# GIVEN INSTRUCTION
Which lines in the rows below contain the word "building"? Pull out each of them in full.

[Data pulled from a collection]
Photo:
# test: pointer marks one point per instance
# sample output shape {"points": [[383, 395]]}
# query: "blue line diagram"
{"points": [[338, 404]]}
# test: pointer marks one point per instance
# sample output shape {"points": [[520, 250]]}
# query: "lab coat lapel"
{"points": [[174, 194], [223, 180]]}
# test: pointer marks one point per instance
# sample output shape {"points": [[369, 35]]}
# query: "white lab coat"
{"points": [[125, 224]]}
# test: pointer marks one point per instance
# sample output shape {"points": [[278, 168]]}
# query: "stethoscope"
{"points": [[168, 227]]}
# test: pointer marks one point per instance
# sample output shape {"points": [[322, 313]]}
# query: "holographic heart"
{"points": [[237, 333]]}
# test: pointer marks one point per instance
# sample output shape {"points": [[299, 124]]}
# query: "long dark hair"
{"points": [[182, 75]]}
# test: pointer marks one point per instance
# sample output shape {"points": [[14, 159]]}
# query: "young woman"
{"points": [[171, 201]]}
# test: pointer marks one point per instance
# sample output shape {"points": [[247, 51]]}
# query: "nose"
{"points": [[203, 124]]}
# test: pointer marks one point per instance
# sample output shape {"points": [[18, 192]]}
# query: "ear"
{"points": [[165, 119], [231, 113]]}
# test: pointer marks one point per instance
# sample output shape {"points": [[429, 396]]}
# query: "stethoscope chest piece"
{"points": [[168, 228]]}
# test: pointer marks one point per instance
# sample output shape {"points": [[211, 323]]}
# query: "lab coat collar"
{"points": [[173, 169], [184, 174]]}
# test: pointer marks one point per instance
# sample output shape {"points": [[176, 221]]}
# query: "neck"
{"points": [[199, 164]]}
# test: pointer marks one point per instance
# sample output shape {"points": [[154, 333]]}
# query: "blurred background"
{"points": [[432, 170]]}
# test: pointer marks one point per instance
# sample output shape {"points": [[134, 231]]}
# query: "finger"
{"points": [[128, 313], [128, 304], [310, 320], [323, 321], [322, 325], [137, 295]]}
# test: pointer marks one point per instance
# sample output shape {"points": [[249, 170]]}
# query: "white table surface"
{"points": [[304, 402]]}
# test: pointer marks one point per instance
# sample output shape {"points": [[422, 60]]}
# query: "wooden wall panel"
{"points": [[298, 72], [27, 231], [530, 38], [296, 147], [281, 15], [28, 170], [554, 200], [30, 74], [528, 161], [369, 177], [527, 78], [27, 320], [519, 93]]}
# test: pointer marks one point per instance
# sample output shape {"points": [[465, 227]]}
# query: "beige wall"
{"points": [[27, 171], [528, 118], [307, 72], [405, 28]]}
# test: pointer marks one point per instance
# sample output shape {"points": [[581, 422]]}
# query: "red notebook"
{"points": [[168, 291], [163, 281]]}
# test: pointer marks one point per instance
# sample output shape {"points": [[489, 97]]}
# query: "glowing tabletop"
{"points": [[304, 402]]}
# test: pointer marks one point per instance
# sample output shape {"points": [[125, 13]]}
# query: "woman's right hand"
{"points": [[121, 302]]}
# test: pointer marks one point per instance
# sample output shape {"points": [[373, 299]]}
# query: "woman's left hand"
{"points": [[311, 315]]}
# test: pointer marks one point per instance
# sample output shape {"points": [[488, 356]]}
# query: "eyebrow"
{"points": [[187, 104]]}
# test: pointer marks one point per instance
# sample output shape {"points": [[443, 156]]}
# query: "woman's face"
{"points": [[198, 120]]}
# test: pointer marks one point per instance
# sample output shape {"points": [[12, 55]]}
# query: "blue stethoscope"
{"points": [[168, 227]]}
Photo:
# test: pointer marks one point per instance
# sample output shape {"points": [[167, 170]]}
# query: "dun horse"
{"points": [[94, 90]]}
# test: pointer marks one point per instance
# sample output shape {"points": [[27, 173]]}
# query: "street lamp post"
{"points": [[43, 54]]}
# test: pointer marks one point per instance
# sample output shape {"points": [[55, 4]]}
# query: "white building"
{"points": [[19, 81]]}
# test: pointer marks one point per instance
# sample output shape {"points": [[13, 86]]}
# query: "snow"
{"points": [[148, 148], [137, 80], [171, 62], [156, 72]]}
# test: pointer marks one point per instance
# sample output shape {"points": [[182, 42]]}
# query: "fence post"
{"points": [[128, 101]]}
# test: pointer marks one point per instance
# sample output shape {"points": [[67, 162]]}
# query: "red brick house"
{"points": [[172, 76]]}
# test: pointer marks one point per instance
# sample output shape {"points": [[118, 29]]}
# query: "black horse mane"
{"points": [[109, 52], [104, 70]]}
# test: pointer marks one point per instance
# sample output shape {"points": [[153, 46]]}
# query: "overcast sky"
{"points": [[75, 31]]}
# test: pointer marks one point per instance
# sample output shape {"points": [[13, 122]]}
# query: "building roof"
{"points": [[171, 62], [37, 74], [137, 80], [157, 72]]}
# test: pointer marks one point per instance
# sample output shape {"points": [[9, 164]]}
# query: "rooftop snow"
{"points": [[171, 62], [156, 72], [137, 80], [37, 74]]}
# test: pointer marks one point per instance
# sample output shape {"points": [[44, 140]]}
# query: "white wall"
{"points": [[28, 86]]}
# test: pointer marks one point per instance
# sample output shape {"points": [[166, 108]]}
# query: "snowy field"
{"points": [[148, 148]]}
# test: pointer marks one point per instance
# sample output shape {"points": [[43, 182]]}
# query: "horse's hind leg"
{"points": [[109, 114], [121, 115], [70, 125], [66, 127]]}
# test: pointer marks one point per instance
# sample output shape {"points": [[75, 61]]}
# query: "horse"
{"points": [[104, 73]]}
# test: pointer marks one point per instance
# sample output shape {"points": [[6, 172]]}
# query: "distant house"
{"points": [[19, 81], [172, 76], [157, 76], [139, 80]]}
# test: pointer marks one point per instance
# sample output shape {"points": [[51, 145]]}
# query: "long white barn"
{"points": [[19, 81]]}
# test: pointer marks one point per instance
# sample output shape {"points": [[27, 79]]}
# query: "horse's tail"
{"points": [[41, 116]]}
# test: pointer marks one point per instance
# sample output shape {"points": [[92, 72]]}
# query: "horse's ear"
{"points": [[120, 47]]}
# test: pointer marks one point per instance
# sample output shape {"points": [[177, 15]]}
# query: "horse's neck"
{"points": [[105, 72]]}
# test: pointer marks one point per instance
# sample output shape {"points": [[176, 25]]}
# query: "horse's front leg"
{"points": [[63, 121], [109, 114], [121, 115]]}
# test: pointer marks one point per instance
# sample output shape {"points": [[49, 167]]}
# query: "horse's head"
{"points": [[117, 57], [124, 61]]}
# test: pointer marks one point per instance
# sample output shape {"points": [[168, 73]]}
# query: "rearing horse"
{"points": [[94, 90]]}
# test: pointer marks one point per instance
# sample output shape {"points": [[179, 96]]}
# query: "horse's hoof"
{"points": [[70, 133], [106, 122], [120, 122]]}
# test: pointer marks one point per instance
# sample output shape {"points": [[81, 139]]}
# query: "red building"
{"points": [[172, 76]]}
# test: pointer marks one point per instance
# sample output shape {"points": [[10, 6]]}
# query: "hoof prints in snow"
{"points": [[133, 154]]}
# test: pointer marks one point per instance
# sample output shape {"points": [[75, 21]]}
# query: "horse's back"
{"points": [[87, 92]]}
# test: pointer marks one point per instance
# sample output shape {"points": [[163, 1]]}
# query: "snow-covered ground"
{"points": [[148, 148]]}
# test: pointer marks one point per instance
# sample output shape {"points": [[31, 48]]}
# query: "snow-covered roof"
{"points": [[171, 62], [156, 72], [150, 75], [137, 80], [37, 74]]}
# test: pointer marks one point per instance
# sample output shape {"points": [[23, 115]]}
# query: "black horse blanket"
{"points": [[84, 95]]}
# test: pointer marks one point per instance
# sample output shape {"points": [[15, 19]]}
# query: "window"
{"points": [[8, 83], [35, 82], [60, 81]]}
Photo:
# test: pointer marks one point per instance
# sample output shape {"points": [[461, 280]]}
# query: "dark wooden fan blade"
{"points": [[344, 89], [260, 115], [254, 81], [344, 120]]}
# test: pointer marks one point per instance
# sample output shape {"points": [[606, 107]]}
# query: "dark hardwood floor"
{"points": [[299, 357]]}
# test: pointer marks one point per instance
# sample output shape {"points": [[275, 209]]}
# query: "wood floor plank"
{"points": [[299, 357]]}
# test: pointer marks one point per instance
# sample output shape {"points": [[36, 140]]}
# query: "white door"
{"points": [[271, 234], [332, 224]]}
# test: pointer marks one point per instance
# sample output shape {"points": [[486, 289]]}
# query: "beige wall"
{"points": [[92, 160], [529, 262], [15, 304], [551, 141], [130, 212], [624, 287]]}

# THE RESPONSE
# query: "white building"
# query: "building roof"
# query: "red building"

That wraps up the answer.